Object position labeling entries
■ ■ ■

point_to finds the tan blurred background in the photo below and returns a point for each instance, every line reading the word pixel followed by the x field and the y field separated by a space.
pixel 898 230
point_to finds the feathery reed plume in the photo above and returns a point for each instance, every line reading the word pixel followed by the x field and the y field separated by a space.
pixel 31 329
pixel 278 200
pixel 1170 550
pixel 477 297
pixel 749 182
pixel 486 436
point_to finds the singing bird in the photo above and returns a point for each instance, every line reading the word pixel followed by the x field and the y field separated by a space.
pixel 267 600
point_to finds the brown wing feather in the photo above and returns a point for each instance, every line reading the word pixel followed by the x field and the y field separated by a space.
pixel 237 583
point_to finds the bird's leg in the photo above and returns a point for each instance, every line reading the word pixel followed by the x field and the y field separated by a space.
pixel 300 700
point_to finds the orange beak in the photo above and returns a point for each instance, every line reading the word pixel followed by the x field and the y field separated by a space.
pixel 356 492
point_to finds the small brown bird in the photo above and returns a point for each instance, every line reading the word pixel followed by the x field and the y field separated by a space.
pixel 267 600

■ ■ ■

What is needed
Rewrite the records above as a two-column CSV with the headers "request" and "points". Give one row per request: put its text under "request" and its answer under "points", enclose each field in double quotes, and replace line breaks with spaces.

The response
request,points
"point_to finds the tan blurred background in the photo below and returns a point for each instance, every line reading the word pixel followed by the x field and the y field separated by a space.","pixel 898 230"
"point_to finds the feathery reed plume in the photo above and returns a point for each instance, every line reading the word pixel followed by the x field and the y field separated by a space.","pixel 31 329 pixel 278 200 pixel 1170 550 pixel 477 297 pixel 749 182 pixel 486 436"
"point_to finds the singing bird in the photo above and returns a point for each instance, every line reading the word pixel followed by the x field and the y field separated by a space.","pixel 267 600"
"point_to finds the brown wing feather in the photo above and returns a point for each instance, every line reading the word pixel followed by the x field and the y field separated by a space.","pixel 237 583"
"point_to finds the bird's leg in the photo above and returns a point for each instance, every line reading the word pixel followed by the x field and the y field separated by a space.","pixel 300 700"
"point_to finds the orange beak in the photo above and returns a point for each instance, every line reading the word pixel followed by the x field and the y field separated by a space.","pixel 356 492"
"point_to finds the small brown bird in the photo above and returns a point for each instance, every line reading the word pixel followed by the x field and the y field separated by a space.","pixel 267 600"